__Source document__.
##############################
Motor Control & Motor Learning

In this section, we define and discuss the concept of motor control and motor learning to improve performance.

Intervention strategies that can be used to promote skilled performance and motor learning are also discussed.

  • Motor control is a complex process involving the coordinated contraction of muscles due to the transmission of impulses sent from the motor cortex to it’s motor units. It is “the process of initiating, directing, and grading purposeful voluntary movement” (physiopedia)


  • It is a top-down process of the nervous system that occurs before the actual movement is performed (planning –> programming –> execution), that appropriately adjusts for force, tone and timing.


  • During the intended movement goal, the nervous system continues to assess it’s performance and adjusts force, timing and tone accordingly with sensory information from proprioceptors, visual and vestibular systems


  • This information that is obtained can be stored from future performance of the same task. If this is then repeated, a new skill can be learnt. See ‘What is motor learning” below.


  • The aim is to reduce the cognitive demand during a skill or task i.e. learning to drive and talk at the same time. 


Motor Control Theories include production of reflexive, automatic, adaptive, and voluntary movements and the performance of efficient, coordinated, goal-directed movement patterns which involve multiple body systems (input, output, and central processing) and multiple levels within the nervous system.

As therapists we can change the environment, or the task in such a way as to enable our patients to achieve their goals.




  • The ability to develop a relatively permanent change in motor skills from novice to skilled performance through practice or experience by engaging in activities that are currently beyond an individuals capabilities (Muratori, Lamberg, Quinn, & Duff, 2013; Gokeler et al, 2013).


  • It is when complex processes in the brain occur in response to practice or experience of a skill resulting in changes in the central nervous system that allow for production of a new motor skill.


To determine the success of motor learning and skilled performance the following concepts are used:

  • Improvement – measuring the skill i.e. archery score, more accurately hitting a target. There should be a decrease in errors.
  • Consistency – the individual is able to reliably produce the result
  • Retention – Retention tests are used following a delay in practice to determine if permanent learning has occurred.
##############################
__Excerpted records__.
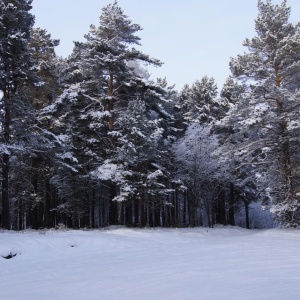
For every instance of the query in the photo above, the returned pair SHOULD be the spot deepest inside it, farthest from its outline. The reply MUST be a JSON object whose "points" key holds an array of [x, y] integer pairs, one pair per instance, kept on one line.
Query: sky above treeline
{"points": [[193, 38]]}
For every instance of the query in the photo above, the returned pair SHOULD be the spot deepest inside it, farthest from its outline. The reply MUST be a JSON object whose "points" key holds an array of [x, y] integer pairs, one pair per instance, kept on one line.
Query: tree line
{"points": [[91, 140]]}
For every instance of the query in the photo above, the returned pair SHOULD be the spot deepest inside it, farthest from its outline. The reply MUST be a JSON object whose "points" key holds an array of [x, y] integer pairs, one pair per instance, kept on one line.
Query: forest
{"points": [[92, 140]]}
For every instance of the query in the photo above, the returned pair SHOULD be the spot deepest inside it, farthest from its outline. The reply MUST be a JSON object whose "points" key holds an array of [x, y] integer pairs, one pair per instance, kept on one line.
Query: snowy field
{"points": [[161, 264]]}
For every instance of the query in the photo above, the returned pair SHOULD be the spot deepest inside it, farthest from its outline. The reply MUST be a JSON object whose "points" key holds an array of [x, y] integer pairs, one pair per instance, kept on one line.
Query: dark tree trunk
{"points": [[6, 221], [231, 219], [247, 214]]}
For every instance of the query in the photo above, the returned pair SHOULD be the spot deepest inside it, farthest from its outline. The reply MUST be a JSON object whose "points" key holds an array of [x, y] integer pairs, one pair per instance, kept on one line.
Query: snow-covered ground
{"points": [[161, 264]]}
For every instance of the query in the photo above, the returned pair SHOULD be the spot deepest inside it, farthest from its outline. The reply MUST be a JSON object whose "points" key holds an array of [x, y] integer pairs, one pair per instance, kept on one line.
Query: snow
{"points": [[119, 263]]}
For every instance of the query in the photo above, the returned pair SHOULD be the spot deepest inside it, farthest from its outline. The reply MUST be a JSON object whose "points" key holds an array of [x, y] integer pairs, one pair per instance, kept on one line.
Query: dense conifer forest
{"points": [[92, 140]]}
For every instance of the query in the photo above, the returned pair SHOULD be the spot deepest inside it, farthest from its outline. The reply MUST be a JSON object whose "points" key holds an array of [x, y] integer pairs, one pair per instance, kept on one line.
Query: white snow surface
{"points": [[162, 264]]}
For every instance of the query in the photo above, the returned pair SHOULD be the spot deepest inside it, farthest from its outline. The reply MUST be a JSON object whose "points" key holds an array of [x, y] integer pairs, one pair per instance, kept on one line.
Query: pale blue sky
{"points": [[192, 37]]}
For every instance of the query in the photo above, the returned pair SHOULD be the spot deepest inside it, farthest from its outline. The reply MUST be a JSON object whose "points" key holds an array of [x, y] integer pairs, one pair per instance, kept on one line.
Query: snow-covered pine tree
{"points": [[199, 101], [268, 112], [103, 88], [15, 69]]}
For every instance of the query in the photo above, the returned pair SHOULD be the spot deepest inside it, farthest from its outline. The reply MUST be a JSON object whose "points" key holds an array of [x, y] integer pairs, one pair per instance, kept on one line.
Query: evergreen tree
{"points": [[15, 70], [267, 113]]}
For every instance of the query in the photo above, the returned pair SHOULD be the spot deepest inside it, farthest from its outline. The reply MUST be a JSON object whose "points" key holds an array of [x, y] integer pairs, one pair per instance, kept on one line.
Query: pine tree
{"points": [[15, 69], [199, 101], [267, 113]]}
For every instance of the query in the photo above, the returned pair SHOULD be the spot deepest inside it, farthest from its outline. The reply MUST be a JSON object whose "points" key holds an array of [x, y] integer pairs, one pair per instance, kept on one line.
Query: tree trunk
{"points": [[6, 222], [231, 219]]}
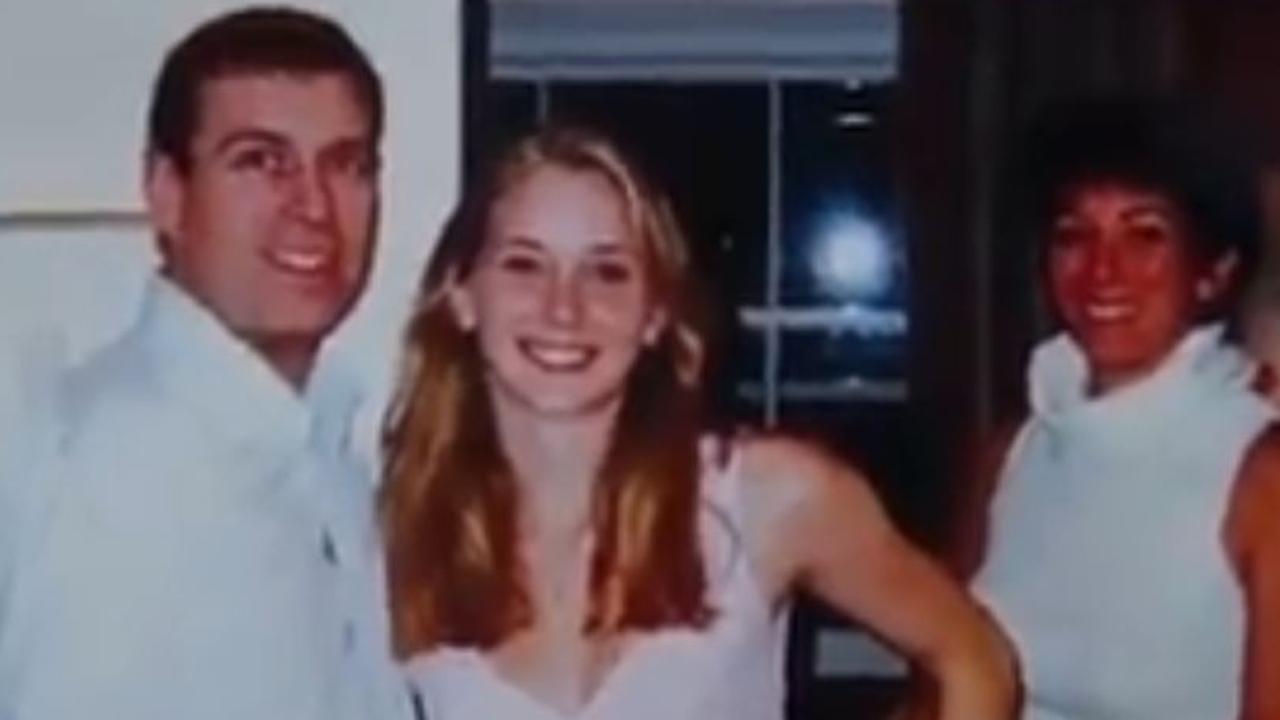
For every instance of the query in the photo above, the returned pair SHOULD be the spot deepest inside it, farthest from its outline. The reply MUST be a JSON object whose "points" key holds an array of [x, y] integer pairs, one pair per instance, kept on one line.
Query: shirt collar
{"points": [[1057, 377], [197, 359]]}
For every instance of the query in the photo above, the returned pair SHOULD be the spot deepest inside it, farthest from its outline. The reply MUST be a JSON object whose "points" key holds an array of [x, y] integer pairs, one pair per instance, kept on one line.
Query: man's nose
{"points": [[309, 195]]}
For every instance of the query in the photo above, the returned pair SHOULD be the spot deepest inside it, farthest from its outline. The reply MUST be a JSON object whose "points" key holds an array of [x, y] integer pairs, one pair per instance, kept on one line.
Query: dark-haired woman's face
{"points": [[1125, 278]]}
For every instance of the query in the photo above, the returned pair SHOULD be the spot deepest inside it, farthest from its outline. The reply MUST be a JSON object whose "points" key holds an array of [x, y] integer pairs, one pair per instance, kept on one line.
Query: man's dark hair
{"points": [[1184, 151], [252, 41]]}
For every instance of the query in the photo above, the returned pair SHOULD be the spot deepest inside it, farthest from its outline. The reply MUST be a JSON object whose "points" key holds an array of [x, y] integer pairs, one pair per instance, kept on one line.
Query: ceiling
{"points": [[694, 39]]}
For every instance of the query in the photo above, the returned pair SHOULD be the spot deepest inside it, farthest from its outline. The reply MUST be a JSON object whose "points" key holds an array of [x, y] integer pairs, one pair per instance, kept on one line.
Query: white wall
{"points": [[74, 81]]}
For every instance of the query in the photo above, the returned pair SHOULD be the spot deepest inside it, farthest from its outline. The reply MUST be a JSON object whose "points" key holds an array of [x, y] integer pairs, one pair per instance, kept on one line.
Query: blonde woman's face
{"points": [[560, 297]]}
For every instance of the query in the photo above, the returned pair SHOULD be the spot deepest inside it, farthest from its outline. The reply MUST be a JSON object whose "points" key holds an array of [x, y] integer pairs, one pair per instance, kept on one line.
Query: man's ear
{"points": [[1214, 282], [461, 302], [165, 188]]}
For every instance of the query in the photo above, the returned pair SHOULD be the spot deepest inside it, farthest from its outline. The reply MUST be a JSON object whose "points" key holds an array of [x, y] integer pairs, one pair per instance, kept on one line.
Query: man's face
{"points": [[272, 224]]}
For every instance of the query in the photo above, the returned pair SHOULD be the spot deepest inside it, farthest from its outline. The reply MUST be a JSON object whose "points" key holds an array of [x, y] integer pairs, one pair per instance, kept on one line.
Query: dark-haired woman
{"points": [[1133, 546]]}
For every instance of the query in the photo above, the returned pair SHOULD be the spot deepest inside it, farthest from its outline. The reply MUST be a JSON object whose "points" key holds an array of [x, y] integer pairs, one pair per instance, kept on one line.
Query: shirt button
{"points": [[327, 548], [348, 636]]}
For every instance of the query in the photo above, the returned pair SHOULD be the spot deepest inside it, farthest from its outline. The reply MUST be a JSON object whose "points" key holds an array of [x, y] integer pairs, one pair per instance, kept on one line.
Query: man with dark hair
{"points": [[201, 543]]}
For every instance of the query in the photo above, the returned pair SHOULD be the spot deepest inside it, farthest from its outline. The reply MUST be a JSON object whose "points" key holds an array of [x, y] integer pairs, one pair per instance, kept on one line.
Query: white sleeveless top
{"points": [[1105, 559], [731, 670]]}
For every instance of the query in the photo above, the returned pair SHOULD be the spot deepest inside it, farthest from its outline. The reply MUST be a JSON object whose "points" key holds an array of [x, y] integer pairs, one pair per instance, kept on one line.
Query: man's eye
{"points": [[356, 164], [264, 159]]}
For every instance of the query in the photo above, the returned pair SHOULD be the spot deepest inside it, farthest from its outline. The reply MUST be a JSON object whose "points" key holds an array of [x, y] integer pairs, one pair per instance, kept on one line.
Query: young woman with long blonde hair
{"points": [[563, 540]]}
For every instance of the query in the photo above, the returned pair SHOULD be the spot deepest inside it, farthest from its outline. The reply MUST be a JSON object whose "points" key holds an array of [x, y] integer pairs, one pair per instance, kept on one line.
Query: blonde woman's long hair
{"points": [[449, 502]]}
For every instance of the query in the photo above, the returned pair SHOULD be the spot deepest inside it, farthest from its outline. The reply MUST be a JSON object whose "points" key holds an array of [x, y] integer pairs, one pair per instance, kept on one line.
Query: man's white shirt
{"points": [[195, 541]]}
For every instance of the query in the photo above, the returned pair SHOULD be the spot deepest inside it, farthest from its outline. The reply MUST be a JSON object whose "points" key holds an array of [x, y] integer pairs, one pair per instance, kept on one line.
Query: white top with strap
{"points": [[731, 670], [1105, 559]]}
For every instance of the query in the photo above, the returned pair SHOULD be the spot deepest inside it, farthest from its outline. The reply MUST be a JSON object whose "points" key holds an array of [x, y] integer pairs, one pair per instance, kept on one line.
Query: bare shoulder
{"points": [[1256, 497], [795, 495], [785, 475]]}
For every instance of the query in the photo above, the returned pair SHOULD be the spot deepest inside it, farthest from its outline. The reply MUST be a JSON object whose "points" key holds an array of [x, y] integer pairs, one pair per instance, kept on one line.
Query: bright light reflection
{"points": [[851, 259]]}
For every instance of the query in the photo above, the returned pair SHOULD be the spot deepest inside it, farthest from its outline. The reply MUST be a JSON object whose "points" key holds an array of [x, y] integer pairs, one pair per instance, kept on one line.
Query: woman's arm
{"points": [[1252, 537], [814, 523]]}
##############################
__Exercises to complete__.
A: Translate this sentence from the motor control page into Spanish: "Intervention strategies that can be used to promote skilled performance and motor learning are also discussed."
B: Output word for word the part of the motor control page that starts at the words "Motor Control &" and stops after the words "tone and timing.".

__Task-by-task answers__.
A: También se analizan las estrategias de intervención que pueden utilizarse para promover el desempeño hábil y el aprendizaje motor.

B:
Motor Control & Motor Learning

In this section, we define and discuss the concept of motor control and motor learning to improve performance.

Intervention strategies that can be used to promote skilled performance and motor learning are also discussed.

  • Motor control is a complex process involving the coordinated contraction of muscles due to the transmission of impulses sent from the motor cortex to it’s motor units. It is “the process of initiating, directing, and grading purposeful voluntary movement” (physiopedia)


  • It is a top-down process of the nervous system that occurs before the actual movement is performed (planning –> programming –> execution), that appropriately adjusts for force, tone and timing.